** Records supplied **

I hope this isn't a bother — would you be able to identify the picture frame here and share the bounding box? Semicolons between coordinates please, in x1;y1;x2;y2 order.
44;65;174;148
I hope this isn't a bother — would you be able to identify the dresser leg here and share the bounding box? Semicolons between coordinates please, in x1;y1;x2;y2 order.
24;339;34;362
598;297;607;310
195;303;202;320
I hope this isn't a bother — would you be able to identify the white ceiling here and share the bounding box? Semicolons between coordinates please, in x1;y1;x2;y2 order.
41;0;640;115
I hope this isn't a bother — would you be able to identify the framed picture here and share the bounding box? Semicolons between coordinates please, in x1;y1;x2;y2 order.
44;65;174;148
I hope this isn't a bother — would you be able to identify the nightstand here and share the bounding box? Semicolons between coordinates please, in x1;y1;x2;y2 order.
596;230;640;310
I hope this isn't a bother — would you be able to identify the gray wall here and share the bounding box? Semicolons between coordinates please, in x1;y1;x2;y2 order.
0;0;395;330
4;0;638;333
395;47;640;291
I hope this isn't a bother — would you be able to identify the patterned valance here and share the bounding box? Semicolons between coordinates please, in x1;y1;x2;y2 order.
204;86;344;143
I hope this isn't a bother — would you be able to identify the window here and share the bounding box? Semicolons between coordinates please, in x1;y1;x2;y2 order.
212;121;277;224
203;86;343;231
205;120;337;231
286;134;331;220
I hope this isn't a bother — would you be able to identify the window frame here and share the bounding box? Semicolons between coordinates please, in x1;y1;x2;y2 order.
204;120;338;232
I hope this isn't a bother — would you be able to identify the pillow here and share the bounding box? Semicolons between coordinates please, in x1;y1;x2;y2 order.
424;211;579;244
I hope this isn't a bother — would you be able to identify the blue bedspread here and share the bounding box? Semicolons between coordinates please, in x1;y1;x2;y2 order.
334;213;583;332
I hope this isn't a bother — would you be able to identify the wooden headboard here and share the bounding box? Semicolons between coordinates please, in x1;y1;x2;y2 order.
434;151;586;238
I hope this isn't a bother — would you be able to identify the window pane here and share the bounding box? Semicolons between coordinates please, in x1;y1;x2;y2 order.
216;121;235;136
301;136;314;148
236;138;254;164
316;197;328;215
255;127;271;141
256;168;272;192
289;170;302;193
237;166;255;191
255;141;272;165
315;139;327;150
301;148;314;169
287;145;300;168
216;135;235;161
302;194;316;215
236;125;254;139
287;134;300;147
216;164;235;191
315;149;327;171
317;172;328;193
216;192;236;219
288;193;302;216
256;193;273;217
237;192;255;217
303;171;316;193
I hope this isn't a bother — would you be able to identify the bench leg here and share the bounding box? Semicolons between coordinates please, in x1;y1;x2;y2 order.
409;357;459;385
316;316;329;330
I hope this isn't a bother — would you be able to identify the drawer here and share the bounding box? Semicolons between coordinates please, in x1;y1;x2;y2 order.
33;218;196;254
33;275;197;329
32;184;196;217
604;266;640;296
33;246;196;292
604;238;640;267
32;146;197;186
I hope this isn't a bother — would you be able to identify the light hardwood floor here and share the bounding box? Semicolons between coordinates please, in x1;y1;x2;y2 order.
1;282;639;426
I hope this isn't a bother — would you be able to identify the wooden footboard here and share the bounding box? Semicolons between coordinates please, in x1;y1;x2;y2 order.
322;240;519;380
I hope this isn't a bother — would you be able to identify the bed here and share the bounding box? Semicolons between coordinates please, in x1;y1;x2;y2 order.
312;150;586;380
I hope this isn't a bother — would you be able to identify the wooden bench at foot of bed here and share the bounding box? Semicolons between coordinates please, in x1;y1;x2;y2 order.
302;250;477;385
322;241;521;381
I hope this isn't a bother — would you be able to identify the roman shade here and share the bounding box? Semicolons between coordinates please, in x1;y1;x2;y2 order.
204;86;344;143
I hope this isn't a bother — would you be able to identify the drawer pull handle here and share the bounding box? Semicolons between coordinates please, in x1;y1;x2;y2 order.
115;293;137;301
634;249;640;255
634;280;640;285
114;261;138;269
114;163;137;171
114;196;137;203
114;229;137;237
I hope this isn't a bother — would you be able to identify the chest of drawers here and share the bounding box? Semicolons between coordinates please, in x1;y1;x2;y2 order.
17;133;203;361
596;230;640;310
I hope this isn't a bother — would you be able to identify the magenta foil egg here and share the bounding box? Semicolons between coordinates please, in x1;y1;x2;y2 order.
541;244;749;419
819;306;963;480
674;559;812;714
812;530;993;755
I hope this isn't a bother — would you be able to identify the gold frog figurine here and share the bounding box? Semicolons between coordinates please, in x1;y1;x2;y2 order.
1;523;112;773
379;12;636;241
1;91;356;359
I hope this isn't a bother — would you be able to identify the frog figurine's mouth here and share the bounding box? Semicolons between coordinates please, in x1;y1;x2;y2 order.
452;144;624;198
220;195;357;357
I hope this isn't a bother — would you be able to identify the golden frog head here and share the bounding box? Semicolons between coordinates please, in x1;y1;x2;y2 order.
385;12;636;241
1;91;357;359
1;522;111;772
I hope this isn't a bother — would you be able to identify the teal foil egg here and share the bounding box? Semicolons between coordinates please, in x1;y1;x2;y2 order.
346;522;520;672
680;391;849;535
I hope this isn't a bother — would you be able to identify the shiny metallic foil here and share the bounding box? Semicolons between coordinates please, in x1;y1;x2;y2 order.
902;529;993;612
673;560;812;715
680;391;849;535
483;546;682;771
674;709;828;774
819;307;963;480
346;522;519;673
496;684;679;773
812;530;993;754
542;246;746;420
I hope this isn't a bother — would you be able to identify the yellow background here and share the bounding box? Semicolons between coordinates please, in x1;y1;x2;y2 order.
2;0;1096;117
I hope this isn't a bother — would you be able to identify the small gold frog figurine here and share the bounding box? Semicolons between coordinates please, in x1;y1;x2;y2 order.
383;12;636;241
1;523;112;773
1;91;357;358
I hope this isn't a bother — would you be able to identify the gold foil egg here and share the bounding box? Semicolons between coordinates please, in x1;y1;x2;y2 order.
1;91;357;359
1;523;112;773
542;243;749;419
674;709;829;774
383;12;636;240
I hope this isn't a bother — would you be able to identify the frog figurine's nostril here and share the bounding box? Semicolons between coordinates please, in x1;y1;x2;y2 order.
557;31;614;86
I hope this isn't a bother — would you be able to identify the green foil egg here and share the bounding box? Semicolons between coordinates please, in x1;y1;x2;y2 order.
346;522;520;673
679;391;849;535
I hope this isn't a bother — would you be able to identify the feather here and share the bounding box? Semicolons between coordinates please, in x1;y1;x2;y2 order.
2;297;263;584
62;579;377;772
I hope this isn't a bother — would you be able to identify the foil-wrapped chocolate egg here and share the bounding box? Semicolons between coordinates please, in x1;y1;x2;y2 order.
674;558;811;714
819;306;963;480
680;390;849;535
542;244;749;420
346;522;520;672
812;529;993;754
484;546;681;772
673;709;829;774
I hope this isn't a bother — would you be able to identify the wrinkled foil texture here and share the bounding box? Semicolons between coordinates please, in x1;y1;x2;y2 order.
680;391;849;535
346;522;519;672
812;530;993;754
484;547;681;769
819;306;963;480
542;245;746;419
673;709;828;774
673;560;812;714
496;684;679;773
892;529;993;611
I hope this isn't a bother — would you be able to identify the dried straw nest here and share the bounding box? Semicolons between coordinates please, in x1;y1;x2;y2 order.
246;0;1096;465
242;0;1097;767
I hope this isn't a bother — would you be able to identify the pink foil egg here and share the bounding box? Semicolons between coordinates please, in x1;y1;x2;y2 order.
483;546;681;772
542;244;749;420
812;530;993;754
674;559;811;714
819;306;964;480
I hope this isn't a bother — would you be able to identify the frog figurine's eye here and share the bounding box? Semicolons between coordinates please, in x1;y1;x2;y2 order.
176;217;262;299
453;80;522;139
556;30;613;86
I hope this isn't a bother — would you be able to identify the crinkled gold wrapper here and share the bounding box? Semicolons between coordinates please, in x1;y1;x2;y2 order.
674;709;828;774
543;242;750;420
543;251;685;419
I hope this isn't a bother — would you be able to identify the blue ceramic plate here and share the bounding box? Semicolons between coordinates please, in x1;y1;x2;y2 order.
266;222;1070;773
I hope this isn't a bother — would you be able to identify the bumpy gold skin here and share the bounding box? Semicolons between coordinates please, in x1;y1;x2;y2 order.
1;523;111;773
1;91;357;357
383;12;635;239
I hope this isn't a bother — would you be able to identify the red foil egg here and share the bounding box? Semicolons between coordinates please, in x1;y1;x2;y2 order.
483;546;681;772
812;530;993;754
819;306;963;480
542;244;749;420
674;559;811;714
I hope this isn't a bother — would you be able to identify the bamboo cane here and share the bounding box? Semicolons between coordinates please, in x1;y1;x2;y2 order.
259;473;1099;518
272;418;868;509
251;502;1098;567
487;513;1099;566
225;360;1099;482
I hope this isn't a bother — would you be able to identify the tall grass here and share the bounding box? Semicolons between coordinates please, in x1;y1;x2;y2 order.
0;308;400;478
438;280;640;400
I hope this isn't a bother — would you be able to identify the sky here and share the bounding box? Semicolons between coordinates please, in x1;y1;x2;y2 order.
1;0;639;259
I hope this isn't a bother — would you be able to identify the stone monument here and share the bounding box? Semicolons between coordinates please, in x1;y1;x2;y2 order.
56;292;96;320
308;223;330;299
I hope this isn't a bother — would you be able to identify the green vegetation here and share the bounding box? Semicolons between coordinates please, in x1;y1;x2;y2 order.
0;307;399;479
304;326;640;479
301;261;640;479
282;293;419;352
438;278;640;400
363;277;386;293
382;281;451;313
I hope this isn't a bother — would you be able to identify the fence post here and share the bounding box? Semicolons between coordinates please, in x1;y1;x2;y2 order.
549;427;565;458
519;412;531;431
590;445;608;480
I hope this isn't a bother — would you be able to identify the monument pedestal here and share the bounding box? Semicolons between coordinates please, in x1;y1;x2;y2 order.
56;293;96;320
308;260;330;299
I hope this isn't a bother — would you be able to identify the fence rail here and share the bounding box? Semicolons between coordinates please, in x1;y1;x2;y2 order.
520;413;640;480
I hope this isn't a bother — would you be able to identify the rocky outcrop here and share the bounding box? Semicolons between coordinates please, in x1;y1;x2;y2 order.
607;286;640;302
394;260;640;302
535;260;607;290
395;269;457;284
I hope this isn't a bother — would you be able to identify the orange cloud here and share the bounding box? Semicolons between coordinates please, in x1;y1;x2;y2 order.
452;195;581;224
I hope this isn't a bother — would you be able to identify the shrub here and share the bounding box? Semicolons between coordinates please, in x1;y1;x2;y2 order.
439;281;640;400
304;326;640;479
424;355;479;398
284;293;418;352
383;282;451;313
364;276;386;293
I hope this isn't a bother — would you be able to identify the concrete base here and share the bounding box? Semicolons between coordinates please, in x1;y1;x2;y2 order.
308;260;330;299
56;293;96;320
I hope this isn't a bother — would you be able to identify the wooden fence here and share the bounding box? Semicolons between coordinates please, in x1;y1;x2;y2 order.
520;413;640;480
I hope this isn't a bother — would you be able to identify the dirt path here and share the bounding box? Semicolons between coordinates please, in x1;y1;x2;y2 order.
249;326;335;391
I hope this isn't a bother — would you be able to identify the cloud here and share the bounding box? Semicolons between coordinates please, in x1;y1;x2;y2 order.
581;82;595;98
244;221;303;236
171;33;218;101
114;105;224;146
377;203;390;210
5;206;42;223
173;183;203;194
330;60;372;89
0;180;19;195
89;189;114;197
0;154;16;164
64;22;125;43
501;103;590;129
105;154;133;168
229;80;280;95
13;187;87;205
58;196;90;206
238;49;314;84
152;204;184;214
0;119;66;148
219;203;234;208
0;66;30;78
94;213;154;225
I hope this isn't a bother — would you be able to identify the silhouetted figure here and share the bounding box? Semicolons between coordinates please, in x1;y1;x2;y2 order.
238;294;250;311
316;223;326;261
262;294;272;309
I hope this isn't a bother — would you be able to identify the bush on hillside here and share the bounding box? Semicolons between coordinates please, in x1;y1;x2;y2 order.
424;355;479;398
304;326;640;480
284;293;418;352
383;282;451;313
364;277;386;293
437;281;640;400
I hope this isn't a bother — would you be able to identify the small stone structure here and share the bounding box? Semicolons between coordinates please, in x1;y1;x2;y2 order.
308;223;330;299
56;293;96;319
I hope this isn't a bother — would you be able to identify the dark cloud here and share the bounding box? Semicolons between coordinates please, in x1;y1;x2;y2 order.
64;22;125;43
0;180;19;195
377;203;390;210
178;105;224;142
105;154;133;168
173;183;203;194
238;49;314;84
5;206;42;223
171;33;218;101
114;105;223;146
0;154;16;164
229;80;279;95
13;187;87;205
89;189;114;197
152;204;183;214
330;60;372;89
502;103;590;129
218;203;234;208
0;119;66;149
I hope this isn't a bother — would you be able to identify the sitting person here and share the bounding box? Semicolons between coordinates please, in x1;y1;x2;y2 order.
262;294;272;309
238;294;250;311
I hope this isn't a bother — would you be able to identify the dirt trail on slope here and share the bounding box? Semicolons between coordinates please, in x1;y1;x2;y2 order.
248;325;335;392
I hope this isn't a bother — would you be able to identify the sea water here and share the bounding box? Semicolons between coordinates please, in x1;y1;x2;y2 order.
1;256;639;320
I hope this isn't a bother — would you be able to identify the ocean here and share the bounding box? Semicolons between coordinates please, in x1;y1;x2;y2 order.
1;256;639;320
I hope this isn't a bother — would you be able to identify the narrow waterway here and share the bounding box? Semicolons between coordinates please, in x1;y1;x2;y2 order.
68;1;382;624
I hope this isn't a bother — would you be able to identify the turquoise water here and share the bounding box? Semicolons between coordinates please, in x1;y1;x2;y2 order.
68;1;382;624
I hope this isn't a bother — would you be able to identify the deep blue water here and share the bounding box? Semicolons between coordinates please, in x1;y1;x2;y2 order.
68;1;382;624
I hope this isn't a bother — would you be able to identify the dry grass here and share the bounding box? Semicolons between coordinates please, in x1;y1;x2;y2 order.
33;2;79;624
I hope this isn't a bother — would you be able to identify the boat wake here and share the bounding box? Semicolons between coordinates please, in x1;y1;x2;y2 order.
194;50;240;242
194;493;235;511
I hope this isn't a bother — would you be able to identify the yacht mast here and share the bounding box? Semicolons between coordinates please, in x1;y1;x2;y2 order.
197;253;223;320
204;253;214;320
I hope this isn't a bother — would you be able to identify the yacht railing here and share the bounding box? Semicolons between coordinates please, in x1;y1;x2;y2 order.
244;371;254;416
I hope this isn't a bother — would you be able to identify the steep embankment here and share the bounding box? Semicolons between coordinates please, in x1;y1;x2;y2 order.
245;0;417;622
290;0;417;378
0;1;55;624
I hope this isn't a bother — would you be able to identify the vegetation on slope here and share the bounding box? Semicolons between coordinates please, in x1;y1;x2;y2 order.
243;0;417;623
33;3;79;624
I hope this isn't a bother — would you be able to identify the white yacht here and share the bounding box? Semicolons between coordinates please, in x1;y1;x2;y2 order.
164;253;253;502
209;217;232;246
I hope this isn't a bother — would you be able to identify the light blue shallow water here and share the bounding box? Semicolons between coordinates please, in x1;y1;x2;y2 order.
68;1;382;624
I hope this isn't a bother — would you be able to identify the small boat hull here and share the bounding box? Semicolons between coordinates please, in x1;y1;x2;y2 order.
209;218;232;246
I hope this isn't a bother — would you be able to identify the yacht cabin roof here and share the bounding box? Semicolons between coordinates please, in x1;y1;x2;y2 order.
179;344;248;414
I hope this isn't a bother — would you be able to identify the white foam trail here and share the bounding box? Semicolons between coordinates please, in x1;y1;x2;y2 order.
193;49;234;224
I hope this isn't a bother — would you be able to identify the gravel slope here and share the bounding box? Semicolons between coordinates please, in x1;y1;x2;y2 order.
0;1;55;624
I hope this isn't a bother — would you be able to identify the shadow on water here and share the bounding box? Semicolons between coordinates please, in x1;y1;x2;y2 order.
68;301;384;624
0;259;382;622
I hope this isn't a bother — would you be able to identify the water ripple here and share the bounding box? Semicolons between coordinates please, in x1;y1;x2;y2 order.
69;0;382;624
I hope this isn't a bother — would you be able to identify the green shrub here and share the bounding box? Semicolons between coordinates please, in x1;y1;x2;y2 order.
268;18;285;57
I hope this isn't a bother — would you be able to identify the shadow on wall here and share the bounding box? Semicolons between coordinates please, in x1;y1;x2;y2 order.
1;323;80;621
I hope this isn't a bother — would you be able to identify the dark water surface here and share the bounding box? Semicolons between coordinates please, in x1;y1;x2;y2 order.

** Work instruction **
Please reproduce the closing stretch of the records, from the line with "shadow on water" through the last line, exactly as it stands.

** Task response **
I hope this isn't a bother — would you be able to identify the shadow on water here and share the bounding box? Semicolons between coordinates please, in x1;y1;x2;y2 order.
68;301;384;624
0;259;382;622
I hope this isn't a bother — would you be able to identify the water ripple here and share the bounding box? Semicolons between coordinates please, in x1;y1;x2;y2 order.
69;0;382;624
I hope this isn't a bother — would you be able to identify the green shrub here and share the bounding box? Semicolons between coordinates please, in x1;y1;x2;y2 order.
268;18;285;57
I hope this isn't a bother — would you be able to identify the shadow on wall here and share the bounding box? Semicolons between coordinates please, in x1;y1;x2;y2 order.
1;323;80;621
I hope this isn't a bother — would you be able to identify the dark water surface here and share the bounding box? Semicolons between coordinates please, in x1;y1;x2;y2 order.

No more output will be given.